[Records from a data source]
# # #

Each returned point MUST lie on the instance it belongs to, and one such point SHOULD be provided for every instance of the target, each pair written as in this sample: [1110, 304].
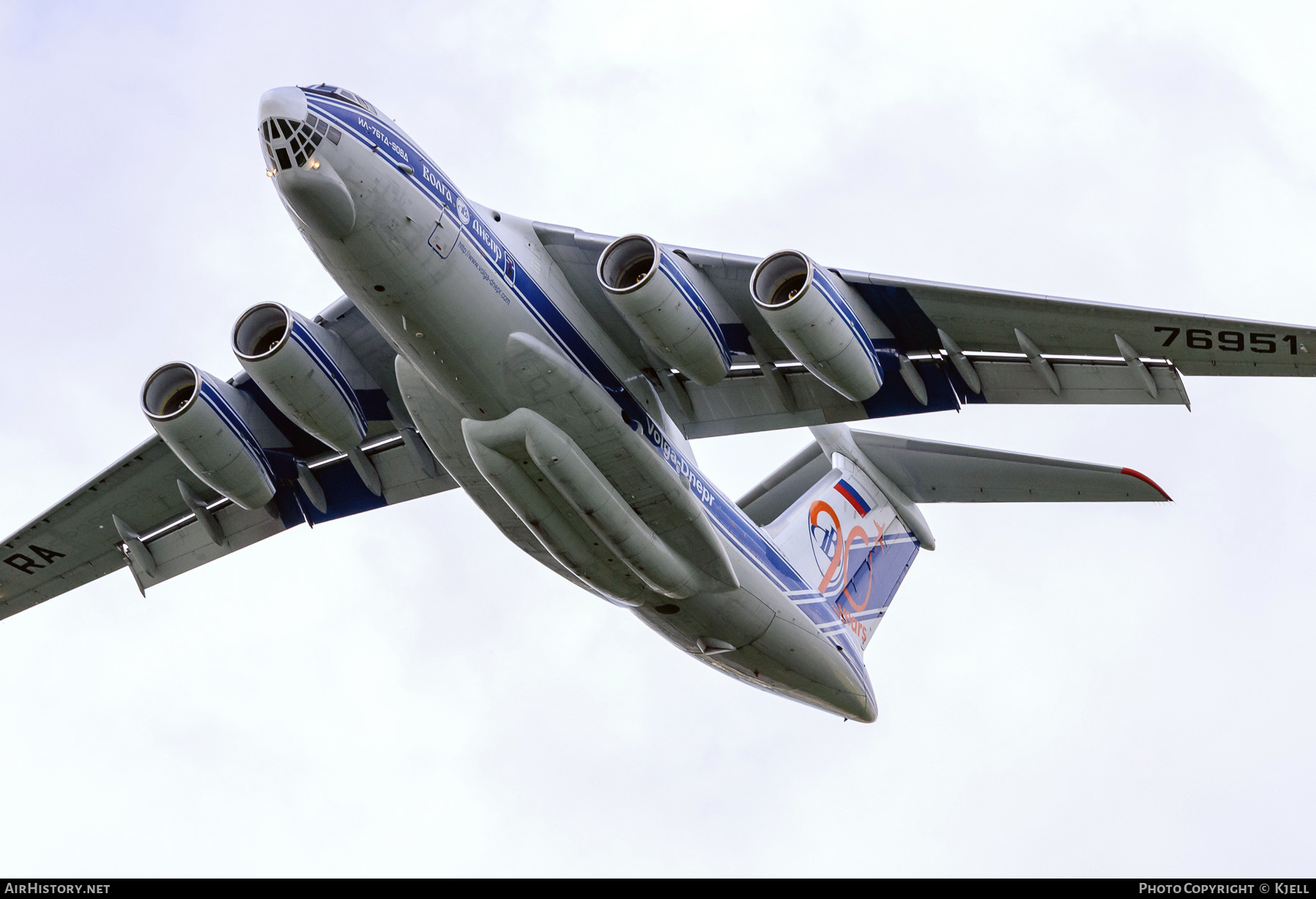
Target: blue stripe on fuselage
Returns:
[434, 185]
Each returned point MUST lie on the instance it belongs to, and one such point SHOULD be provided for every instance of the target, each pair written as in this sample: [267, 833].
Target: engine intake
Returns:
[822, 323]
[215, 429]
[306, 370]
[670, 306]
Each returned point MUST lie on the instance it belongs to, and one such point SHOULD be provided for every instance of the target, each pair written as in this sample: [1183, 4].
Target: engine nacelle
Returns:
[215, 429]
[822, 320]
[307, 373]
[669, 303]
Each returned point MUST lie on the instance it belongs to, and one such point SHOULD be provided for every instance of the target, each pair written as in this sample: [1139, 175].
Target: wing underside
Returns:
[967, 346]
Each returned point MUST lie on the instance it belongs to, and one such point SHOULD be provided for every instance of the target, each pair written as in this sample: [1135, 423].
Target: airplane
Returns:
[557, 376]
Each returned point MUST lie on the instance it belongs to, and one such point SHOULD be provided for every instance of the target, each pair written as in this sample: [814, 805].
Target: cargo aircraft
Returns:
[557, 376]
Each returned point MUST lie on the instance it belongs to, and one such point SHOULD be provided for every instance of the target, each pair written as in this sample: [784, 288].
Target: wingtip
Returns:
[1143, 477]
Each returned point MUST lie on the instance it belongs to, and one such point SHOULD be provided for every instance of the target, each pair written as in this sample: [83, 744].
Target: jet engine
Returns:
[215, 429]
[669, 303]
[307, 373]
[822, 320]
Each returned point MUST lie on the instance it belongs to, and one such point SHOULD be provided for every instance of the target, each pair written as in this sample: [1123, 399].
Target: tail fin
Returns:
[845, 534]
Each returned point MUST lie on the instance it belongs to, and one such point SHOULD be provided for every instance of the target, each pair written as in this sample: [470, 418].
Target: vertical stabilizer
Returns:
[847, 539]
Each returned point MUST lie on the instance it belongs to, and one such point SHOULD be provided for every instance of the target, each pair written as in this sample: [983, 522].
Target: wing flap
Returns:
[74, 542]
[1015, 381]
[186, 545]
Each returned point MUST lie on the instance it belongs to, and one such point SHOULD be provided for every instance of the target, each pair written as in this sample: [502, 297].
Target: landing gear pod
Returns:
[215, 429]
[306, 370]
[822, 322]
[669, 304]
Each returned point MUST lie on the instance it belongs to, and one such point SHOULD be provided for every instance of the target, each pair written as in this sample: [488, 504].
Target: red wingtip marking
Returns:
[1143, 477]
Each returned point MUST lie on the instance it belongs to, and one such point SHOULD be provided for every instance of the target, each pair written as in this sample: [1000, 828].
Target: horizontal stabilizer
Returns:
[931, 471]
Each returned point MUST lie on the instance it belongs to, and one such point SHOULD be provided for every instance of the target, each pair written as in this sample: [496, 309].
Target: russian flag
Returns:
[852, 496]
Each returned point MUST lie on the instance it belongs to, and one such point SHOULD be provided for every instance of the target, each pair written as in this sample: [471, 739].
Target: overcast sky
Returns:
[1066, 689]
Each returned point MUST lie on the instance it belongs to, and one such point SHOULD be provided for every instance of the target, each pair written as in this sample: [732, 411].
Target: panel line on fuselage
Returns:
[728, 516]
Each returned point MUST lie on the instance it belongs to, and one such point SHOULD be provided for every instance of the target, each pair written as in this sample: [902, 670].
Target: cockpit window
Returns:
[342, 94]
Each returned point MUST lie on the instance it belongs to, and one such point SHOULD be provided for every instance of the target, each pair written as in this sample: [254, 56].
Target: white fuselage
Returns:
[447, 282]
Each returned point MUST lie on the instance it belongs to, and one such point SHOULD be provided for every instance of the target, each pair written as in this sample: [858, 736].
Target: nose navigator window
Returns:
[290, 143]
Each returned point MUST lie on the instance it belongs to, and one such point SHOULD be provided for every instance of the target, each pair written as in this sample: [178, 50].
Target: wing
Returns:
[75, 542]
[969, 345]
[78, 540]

# # #

→ Exercise details
Reproduce all of the records above line for line, without any pictures.

→ Result of this exercise
Each returned point MUST lie on the instance it belongs to, and one such point SHOULD be provided for every instance of the target, each pair written as in this sample: [1110, 304].
Target: blue stripe on fuselage
Returns:
[434, 185]
Each returned point MUST lie on the instance it belongs to, and one such point SHOULD be provided for every instance of the target, each pair written as in this sample: [267, 833].
Target: engine intake
Returns:
[822, 323]
[215, 429]
[306, 370]
[670, 306]
Each returned point MUST lie on the instance it belongs to, and one such point SHOULD be provided for every instance of the target, each pair written as in this sample: [1183, 4].
Target: engine nacelle
Returns:
[215, 429]
[822, 320]
[307, 373]
[669, 303]
Each returned point MUST lie on the instance it belongs to, and one such point SHOULD be provided for every instance of the target, each pair written as in this sample: [1139, 175].
Target: wing underside
Returns:
[967, 346]
Each returned point MUST lie on the instance it belongs to, and one such point SHOULD be provided for every instance of the target, each pair written as in this sample: [1135, 423].
Target: airplane
Returns:
[557, 376]
Each returned point MUST lie on the instance it belongs to, and one such point SHOULD be provided for every instance of the target, each pair written as in this sample: [814, 805].
Target: cargo aircraft
Returns:
[557, 376]
Each returned point MUST lie on the instance it belongs to, and one such point SHOULD be provided for every instance of the target, each pair written as in this sample: [784, 288].
Target: wingtip
Returns:
[1143, 477]
Each returned point MUST lie on the instance it belongs to, and one such point SHOULD be provided for every instance of the target, each pair written as in this sample: [83, 744].
Target: jet engine
Returns:
[215, 429]
[669, 303]
[307, 373]
[822, 320]
Each returned point MUST lie on the instance it belongs to, and one such point SHOULD be provided for every instance of the target, each pair written as in this sample: [1123, 399].
Target: tail fin
Returns:
[845, 534]
Each returned point MUST lie on the instance it belongs to, and one such point SHOULD be provided for every instance of the target, each pair written as in this sample: [470, 418].
Target: vertical stabilizer
Returns:
[847, 539]
Each returned point MUST lie on the instance it belongs to, and one such point SHOULD be provided for every instance of the target, each pair written as in this sample: [983, 522].
Target: wing flap
Returns:
[74, 542]
[1015, 381]
[186, 545]
Each returned point MUST lie on the instance it belongs to, and one such point SHOULD be provided for every instance of the target, each pair written as in this sample: [502, 297].
Target: landing gear pod
Returns:
[215, 429]
[306, 370]
[822, 322]
[669, 304]
Each returned point MUST lie on the instance it belongs to, and one such point SHOULD be provided for every instance of the target, each pair written as in this sample: [488, 504].
Target: red wingtip marking
Returns:
[1143, 477]
Each returned point MUST lie on the instance it belongs to, and one such point SHOULD be provided for every instance of the target, each pair written as in this sample: [1000, 828].
Target: horizontal stabilizer
Returns:
[931, 471]
Each returned point MUST lie on the instance it belongs to, and one such point SHOULD be provided for every instance of the target, each pair written as in this sample: [496, 309].
Target: russian flag
Returns:
[852, 496]
Each returned point MUST lie on the instance it belongs to, and one such point SHOULD be provided for every instance of the target, each pair written as in this sample: [471, 739].
Target: overcast sky
Returns:
[1066, 689]
Each returned point MUST lie on the instance it belongs to, and one such point SHOULD be provided for every instance of the target, each pair written as in this sample: [732, 411].
Target: panel line on fuselage
Returns:
[728, 516]
Each returned point MUST lie on the instance it belongs to, and one such point SHOULD be provided for every instance of the target, each pair written as in this sample: [902, 670].
Target: cockpit window
Returns:
[342, 94]
Each returned point MUST lie on the instance it belongs to, and one such point SHOULD be provided for every instance of the target, each pair written as in this sample: [254, 56].
Target: white fuselage
Returns:
[447, 282]
Each returned point MUST lie on the instance it belongs to, and one such point SHOULD be provided for every instance of the target, each pair written as in this sample: [858, 736].
Target: nose navigator window
Returns:
[290, 143]
Each returned point MUST lie on the instance it belongs to, and one such point SHOULD be provided for every instance of the target, each pair written as in this sample: [178, 50].
Target: wing
Returns:
[75, 542]
[969, 345]
[78, 540]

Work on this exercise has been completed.